» **TEXT UNDER STUDY**:
As before we first download the data from UCI. When this data is imported, the Survival feature is imported as an integer, this needs to be a categorical logical value so we will modify this feature using themutate() function in the dplyr package. A value of 1 in the Survival feature indicates that the patient survived for at least 5 years after the operation, and a value of 0 indites that the patient died within 5 years.

Hab_Data <- read_csv(file = "http://archive.ics.uci.edu/ml/machine-learning-databases//haberman/haberman.data", 
    col_names = c("Age", "Operation_Year", "Number_Pos_Nodes", "Survival")) %>% 
    na.omit() %>% mutate(Survival = ifelse(Survival == 2, 0, 1)) %>% mutate(Survival = factor(Survival))

A brief examination of the data set…

ggpairs(Hab_Data, title = "Scatterplot Matrix of the Features of the Haberman's Survival Data Set")

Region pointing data
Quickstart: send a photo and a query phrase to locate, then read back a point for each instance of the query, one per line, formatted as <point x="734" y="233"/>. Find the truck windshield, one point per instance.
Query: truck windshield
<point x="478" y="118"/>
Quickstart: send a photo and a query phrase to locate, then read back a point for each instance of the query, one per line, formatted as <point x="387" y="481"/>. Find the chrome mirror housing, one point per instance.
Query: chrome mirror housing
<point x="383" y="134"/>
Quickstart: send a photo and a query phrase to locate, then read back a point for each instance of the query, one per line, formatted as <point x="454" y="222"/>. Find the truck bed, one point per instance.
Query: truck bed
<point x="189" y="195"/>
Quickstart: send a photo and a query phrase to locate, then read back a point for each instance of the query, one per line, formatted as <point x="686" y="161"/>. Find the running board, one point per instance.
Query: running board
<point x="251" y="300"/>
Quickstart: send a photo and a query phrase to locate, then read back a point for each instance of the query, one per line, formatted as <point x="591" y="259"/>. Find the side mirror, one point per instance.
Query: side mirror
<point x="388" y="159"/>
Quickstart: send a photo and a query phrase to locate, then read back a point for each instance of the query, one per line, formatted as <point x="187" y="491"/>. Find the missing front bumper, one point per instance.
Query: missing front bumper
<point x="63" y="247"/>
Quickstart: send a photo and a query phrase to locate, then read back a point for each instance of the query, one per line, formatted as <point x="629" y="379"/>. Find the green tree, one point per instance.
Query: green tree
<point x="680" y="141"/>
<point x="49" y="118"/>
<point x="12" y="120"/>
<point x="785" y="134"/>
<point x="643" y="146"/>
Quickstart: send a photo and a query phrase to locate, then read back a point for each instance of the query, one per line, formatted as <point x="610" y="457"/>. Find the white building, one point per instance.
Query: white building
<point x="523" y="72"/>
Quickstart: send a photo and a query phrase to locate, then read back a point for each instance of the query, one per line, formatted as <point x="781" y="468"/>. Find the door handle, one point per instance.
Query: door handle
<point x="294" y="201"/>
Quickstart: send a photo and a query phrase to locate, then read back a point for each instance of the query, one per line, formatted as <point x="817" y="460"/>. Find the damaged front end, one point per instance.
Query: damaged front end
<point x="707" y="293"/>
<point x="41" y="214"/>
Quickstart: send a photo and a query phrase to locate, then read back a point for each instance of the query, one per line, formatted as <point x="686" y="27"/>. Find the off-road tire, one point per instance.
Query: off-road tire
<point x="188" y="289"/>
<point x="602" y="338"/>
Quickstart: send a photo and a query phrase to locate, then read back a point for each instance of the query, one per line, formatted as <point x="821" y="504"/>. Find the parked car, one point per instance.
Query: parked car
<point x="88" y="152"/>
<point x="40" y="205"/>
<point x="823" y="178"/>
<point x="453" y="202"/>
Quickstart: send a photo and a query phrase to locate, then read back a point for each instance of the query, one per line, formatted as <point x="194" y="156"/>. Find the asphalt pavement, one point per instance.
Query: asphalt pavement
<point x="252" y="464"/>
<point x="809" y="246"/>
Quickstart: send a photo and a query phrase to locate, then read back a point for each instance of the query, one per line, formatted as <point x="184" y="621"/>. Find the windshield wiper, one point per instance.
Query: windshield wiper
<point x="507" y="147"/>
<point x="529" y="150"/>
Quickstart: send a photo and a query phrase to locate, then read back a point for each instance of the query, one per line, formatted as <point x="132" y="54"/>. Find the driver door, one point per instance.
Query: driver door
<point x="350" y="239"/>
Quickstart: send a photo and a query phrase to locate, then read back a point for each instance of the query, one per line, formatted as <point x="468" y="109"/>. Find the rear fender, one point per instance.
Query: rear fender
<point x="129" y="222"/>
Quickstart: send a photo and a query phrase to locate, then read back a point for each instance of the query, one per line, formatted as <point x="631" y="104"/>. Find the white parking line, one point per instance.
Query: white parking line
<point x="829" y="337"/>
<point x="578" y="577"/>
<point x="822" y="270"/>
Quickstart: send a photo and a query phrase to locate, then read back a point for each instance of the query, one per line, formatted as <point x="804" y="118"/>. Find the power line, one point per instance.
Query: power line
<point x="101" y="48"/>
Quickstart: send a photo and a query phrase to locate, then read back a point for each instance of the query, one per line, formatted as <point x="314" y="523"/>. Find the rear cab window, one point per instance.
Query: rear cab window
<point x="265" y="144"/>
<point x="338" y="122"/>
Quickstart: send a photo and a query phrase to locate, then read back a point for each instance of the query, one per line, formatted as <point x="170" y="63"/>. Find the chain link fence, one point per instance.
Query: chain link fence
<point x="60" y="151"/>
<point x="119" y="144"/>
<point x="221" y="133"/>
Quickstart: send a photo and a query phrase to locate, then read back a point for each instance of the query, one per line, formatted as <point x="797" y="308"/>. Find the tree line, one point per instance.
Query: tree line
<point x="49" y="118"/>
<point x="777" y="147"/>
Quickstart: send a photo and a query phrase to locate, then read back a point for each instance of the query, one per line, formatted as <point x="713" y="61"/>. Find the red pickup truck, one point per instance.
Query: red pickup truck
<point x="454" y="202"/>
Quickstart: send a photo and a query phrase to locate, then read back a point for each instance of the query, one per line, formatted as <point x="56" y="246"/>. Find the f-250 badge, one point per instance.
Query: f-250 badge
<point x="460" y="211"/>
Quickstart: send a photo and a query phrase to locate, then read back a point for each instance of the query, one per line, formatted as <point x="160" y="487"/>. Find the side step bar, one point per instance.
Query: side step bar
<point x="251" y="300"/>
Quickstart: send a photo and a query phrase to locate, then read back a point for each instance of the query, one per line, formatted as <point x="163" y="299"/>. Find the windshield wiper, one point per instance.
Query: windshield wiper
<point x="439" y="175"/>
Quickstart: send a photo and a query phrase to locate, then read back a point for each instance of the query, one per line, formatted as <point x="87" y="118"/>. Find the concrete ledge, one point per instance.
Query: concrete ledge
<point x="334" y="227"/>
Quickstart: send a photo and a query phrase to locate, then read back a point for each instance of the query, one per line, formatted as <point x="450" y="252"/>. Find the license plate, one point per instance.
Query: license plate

» **WORK ORDER A**:
Copy the part of the Haberman survival data tutorial that begins at the words "As before we" and stops after the words "within 5 years.".
» **WORK ORDER B**:
Pick up the Haberman survival data tutorial right after its last line and keep writing it.

» **TASK OUTPUT A**:
As before we first download the data from UCI. When this data is imported, the Survival feature is imported as an integer, this needs to be a categorical logical value so we will modify this feature using themutate() function in the dplyr package. A value of 1 in the Survival feature indicates that the patient survived for at least 5 years after the operation, and a value of 0 indites that the patient died within 5 years.

» **TASK OUTPUT B**:
shows that many more patients survived at least 5 years after the operation. Of the patients that survived (bottom-subplots of the Survival row in the Scatterplot Matrix), we see many of the patients have few numbers of positive axillary nodes detected. Examination of the Age feature shows a few of the most elderly patients died within 5 years, and of the youngest patients we see increased 5-year survivability. We forego any more detailed visual inspection in favor of learning the relationships between the features using our classification ANN.

As in the regression ANN, we must scale our features to fall on the closed \([0,1]\) interval. For classification ANNs using the neuralnet package we will not use a training and test set for model evaluation, instead we will use the Akaike Information Criterion (AIC) and Bayesian Information Criterion (BIC) for final model selection. These metrics balance the error as a function of the total number of model parameters, in the ANN case the model parameters correspond to the total number of hidden nodes.

scale01 <- function(x) {
    (x - min(x))/(max(x) - min(x))
}
Hab_Data <- Hab_Data %>% mutate(Age = scale01(Age), Operation_Year = scale01(Operation_Year), 
    Number_Pos_Nodes = scale01(Number_Pos_Nodes))
Hab_Data <- Hab_Data %>% mutate(Survival = as.numeric(Survival) - 1)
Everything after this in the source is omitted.